== Entries supplied
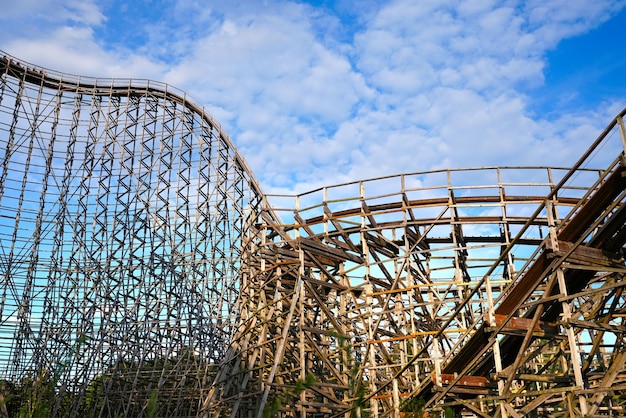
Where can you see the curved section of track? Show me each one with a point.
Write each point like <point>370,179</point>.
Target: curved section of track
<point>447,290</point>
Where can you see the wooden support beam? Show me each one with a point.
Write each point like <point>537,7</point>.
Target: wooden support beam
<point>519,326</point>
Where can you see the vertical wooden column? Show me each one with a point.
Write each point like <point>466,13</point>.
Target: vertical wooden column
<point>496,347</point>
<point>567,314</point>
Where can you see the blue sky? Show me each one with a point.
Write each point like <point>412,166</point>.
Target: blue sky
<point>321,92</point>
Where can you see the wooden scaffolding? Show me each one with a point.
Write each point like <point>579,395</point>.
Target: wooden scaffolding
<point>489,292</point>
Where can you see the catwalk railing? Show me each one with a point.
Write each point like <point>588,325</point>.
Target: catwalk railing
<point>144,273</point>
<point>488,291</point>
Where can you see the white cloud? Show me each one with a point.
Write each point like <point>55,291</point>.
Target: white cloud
====
## Written problem
Copy all of the material above word for word, omitting the pictures.

## Solution to the exercise
Where can you see the curved section of track? Show me each one with a point.
Write each point like <point>370,179</point>.
Target: curved section of track
<point>447,290</point>
Where can you see the wooden support beam? Show me each one with a point.
Write each point like <point>537,7</point>.
Target: wooden support beam
<point>519,326</point>
Where can you see the vertical wooden column? Show me each one with a point.
Write each point like <point>466,13</point>.
Target: vertical wooden column
<point>496,347</point>
<point>567,314</point>
Where can you see the blue sky? Show me each one with a point.
Write each point like <point>412,166</point>.
Target: blue sky
<point>321,92</point>
Where can you see the wooden scaffolding? Show me each one with a point.
Write each point like <point>579,395</point>.
Target: wooden scaffolding
<point>489,292</point>
Where can you see the catwalk railing? Show me each one with a point.
Write each point like <point>588,325</point>.
Target: catwalk railing
<point>144,273</point>
<point>488,291</point>
Where can you see the white cloud? Show me each one with a point.
Write each point like <point>55,291</point>.
Target: white cloud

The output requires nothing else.